- _Written request 1_
List each component in the field device text below that is labeled with a reference number, and give its number.

- _Selected text_
The data interface 4 of the field device 1 provides the electronic control device 6 with the opportunity to access the external data storage module 5. The external data storage module 5 has a memory device 9 to which data can be written and from which data can be read. An area 9 a (shown shaded in FIG. 2) of the memory device 9 contains personal data which are associated with the user (that is to say normally the operator) of the data storage module 5.
By way of example, the personal data which the memory area 9 a contains may be configuration data which the control device 6 in the field device 1 uses to adjust settings for at least one control menu of the electrical field device 1.
By way of example, the configuration data may be what are known as personal favorites. The personal favorites are function calls on the field device 1 which the operator considers important to his work on the field device 1 and therefore selects and has stored in the memory area 9 a. When the electronic control device reads these personal favorites from the external data storage module, this allows, by way of example, a favorites control menu of the field device 1 to be adjusted such that it displays these selected function calls. The favorites control menu will then usually be displayed on a directly available menu level, e.g. in what is known as a main menu, by means of the display device 2, so that the operator can select this favorites control menu without further navigation complexity. From the favorites control menu produced in this manner, the operator can then directly select the function calls corresponding to his personal favorites. It is thus not necessary to call the relevant function by navigating through all the necessary sub-menus. This significantly simplifies and speeds up work with the electrical field device.
Another option for personal data stored in the external data storage module 5 is provided by frequently used function calls, for example. Such data are automatically captured by the electrical field device's control device 6, while the operator performs control actions on the field device 1. To this end, the electronic control device 6 keeps statistics, so to speak, regarding what function calls have been called with what frequency. Those function calls which have been called most frequently on the basis of these statistics are stored as personal data on the external data storage module 5. In contrast to the personal favorites, this thus involves automatic selection of the relevant function calls and not manual selection. However, as in the case of the personal favorites, the operator is able to use an appropriate control menu to view and select the most frequently used function calls.

- _Written request 2_
Count the lines in the entries below that contain the string "pole". Case counts. Give only the number.

- _Excerpted records_
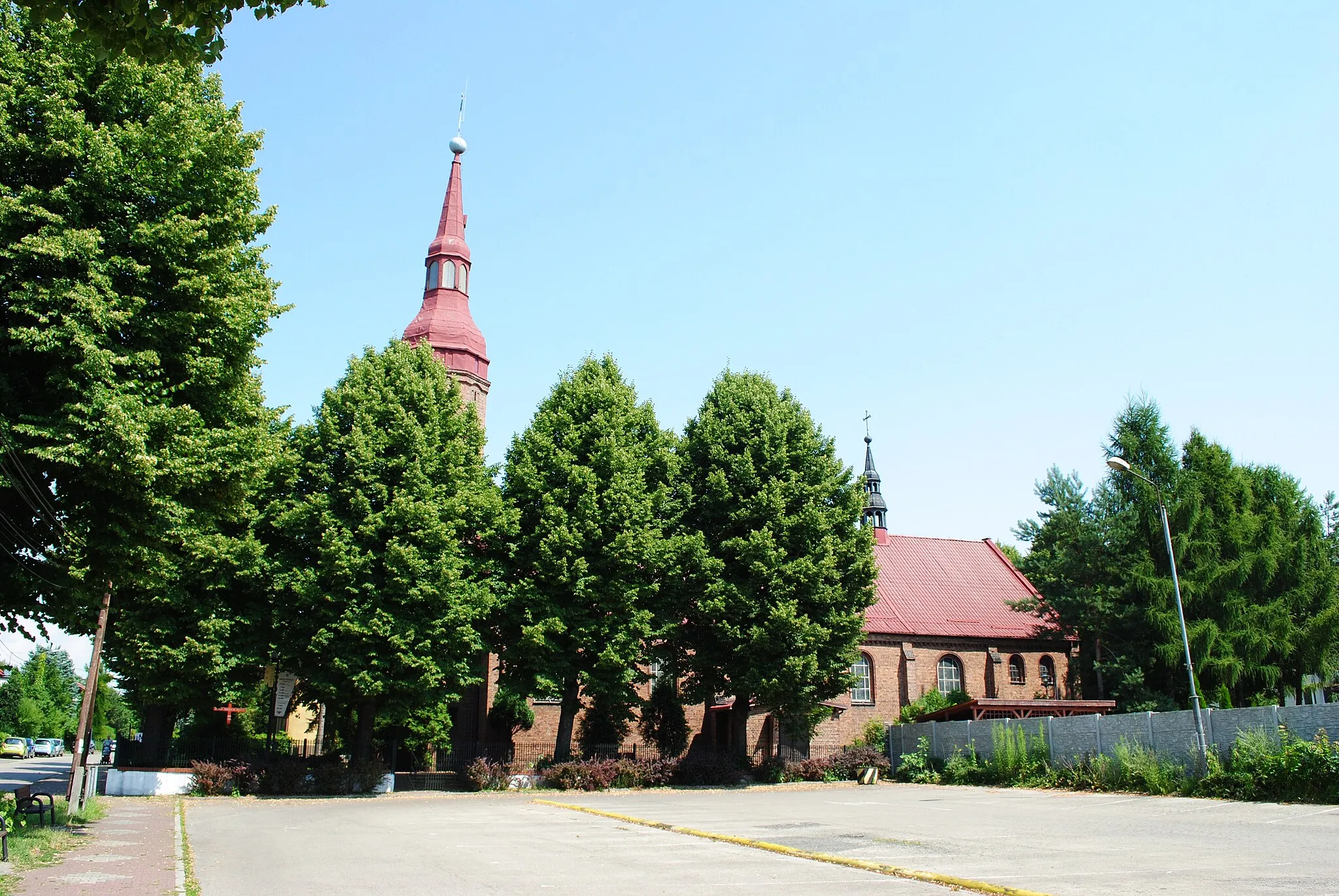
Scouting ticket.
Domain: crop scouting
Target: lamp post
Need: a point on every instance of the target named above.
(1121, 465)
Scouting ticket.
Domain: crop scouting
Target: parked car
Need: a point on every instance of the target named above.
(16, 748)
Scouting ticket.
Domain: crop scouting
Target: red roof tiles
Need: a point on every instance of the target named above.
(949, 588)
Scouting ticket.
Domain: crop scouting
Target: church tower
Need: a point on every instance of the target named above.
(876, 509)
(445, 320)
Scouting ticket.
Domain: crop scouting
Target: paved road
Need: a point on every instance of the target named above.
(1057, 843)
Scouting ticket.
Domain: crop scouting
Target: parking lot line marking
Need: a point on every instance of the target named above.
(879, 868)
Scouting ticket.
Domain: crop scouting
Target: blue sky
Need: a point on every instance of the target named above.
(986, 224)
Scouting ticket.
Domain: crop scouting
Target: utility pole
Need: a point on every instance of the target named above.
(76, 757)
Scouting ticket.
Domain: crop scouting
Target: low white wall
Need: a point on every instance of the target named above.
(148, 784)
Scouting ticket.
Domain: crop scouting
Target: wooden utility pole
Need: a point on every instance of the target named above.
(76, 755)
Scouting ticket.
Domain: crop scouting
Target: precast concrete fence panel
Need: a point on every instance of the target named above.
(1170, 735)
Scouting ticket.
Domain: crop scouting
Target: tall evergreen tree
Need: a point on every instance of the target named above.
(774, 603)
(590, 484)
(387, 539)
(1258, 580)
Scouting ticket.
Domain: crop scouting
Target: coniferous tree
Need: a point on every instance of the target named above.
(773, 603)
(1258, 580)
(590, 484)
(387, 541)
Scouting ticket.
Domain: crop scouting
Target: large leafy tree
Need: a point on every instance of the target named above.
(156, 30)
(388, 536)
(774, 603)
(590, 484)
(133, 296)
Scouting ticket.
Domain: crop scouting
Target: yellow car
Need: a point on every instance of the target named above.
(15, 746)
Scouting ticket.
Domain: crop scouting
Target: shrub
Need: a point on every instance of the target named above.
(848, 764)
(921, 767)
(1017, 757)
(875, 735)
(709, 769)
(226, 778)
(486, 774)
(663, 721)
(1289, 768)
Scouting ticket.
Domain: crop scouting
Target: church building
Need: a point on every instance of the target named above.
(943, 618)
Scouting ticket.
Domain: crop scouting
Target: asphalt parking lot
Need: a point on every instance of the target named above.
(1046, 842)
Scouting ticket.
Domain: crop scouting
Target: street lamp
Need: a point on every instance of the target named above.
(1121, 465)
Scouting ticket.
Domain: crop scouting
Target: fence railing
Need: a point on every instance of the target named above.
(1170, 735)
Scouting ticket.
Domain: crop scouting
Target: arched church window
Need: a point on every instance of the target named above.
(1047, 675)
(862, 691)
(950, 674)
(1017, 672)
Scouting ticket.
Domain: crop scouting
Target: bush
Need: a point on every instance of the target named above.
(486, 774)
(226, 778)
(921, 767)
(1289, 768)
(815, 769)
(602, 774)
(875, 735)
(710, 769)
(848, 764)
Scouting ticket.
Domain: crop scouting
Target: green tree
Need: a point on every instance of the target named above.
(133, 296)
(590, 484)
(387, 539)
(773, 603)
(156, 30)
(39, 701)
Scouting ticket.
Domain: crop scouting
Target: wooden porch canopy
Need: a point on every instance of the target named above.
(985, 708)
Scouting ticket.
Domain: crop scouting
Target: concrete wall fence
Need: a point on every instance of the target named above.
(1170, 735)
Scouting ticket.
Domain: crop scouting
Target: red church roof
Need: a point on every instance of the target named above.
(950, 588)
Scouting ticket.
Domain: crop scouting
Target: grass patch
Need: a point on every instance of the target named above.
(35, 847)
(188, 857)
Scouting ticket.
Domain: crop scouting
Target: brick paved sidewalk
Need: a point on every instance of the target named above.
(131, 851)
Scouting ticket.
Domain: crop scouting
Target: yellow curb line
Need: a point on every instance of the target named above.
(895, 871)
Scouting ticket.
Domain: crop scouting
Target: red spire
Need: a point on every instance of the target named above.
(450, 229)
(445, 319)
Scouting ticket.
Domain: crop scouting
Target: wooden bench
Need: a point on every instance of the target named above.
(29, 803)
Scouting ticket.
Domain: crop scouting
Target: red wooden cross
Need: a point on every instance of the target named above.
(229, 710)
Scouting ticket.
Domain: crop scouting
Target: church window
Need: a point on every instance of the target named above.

- _Reply 1_
- field device: 1
- display device: 2
- data interface: 4
- external data storage module: 5
- electronic control device: 6
- memory device: 9
- memory area: 9 a

- _Reply 2_
2